TAREAS
a - Traduce al inglés esta oración del fragmento sobre la bicicleta: «La bicicleta es la antípoda del auto de lujo.»
b - Responde brevemente, a partir del fragmento sobre la bicicleta, estas preguntas:
(i) ¿Qué clase de animal es la bicicleta, al igual que el antropólogo?
(ii) ¿Qué etnografía no basta con hacer?
(iii) ¿Qué puede ir mirando el viajero del auto de lujo?
c - Indica si cada afirmación concuerda con el fragmento sobre la bicicleta y cita las palabras exactas que lo deciden:
(i) La bicicleta se presenta como una posición de observación.
(ii) La bicicleta y la 4 x 4 comparten el signo de la proximidad.
(iii) El autor propone dos contrastes.

FRAGMENTO SELECCIONADO
"""
Socializar lleva inscrita la posibilidad de volver a soñar. Se trata de pensar el espacio y hacerlo territorio. La bicicleta nos obliga a rastrear en varios sentidos.
Permite rastrear porque la bicicleta, al igual que el antropólogo, es un animal rastrero. Se constituye en su territorio, se debe a él. La bicicleta se vuelve así una posición de observación. No basta con hacer la etnografía de las ciudades. Hay que hacer la etnografía de la ciudad en bicicleta. Sin duda, allí arranca una perspectiva única, una experiencia del espacio y el tiempo, un modo de mirar y escuchar, un dialogar con los contextos, y sobre todo, una perspectiva sobre los demás ciudadanos. Es, si se me permite decirlo, ponerse en un lugar donde las relaciones sociales huelen.
Permitanme dos contrastes. La bicicleta es la antípoda del auto de lujo. Su signo es la proximidad, precisamente todo aquello que la sofisticación y el blindaje de la 4 x 4 no permite disponiendo al volante un sujeto encapsulado. Ello es especialmente claro en su visualidad: si el viajero del auto de lujo puede ir mirando un televisor instalado en una cabina atiborrada de relojes y pantallas, al ciclista no le queda más posibilidad que una sofisticada apropiación del viaje.
"""
(Entradas de datos guardadas)
"""
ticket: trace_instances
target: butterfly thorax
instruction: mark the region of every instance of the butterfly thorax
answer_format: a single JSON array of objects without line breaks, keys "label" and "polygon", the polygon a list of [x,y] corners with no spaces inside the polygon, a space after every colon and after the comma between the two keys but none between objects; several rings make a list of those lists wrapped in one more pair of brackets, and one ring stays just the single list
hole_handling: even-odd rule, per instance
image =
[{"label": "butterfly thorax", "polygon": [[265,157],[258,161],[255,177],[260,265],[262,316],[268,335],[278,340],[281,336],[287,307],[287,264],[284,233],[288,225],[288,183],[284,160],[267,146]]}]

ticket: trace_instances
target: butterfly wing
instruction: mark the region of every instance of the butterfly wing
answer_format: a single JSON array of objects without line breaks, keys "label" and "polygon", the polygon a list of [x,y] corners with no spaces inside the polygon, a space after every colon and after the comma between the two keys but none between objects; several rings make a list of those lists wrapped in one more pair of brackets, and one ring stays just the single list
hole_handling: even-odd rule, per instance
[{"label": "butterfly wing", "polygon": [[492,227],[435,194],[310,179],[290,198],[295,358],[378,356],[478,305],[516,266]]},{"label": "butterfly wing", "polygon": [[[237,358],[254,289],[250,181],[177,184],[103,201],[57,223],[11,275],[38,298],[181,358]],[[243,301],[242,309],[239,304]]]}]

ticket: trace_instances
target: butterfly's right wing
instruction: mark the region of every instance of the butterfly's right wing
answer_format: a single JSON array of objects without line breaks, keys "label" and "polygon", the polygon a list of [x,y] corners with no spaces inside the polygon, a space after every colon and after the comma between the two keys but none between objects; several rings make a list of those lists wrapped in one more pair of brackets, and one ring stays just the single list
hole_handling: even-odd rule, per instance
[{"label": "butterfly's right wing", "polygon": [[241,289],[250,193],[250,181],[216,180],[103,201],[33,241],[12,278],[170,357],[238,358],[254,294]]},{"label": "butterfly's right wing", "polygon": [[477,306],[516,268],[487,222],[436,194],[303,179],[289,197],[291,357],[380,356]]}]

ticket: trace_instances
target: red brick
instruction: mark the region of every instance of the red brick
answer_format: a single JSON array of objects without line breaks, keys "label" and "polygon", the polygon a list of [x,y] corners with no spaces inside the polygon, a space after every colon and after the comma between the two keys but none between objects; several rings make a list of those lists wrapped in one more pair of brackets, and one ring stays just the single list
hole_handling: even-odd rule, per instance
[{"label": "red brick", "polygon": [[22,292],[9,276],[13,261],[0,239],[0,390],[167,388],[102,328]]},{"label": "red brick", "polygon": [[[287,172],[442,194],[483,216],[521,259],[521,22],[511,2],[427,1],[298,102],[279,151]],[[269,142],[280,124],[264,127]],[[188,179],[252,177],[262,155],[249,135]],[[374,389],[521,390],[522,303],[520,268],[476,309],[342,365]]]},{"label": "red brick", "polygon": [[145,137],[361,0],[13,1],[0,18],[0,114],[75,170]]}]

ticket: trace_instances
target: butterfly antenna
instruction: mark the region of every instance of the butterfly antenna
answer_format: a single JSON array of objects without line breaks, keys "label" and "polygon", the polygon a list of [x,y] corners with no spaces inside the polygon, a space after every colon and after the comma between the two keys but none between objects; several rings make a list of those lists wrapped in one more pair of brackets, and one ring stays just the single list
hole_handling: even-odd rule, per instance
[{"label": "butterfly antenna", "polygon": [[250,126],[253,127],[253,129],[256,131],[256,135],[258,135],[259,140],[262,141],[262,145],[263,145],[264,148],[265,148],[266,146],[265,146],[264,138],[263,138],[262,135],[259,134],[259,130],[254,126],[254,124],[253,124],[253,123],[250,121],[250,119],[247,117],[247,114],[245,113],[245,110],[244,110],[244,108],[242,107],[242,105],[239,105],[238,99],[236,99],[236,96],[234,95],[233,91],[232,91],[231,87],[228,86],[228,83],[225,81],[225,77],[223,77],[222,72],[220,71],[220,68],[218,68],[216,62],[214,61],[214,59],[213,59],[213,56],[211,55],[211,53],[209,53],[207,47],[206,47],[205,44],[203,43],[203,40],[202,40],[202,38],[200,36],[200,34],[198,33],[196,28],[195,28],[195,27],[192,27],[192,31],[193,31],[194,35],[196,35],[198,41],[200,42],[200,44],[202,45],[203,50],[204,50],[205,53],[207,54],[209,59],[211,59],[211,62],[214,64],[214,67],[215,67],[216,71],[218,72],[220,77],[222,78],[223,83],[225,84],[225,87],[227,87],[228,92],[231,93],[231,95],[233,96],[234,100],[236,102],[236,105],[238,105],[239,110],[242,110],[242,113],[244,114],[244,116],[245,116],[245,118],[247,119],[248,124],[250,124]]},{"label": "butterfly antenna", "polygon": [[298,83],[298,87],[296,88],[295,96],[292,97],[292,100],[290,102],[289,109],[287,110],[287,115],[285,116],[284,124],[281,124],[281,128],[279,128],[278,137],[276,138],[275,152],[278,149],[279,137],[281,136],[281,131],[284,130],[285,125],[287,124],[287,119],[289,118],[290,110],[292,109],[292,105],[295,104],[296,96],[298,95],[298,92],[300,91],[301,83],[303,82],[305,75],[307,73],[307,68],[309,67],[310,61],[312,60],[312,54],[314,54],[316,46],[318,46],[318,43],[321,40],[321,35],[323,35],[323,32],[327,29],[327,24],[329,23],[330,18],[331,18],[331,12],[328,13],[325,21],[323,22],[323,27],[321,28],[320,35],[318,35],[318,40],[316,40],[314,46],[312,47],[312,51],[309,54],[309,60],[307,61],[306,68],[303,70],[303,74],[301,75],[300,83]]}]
"""
RESPUESTAS POR TAREA
a - The bicycle is the antipode of the luxury car.

b -
(i) Un animal rastrero.
(ii) La etnografía de las ciudades.
(iii) Un televisor instalado en una cabina atiborrada de relojes y pantallas.

c -
(i) Sí: «La bicicleta se vuelve así una posición de observación.»
(ii) No: «Su signo es la proximidad, precisamente todo aquello que la sofisticación y el blindaje de la 4 x 4 no permite»
(iii) Sí: «Permitanme dos contrastes.»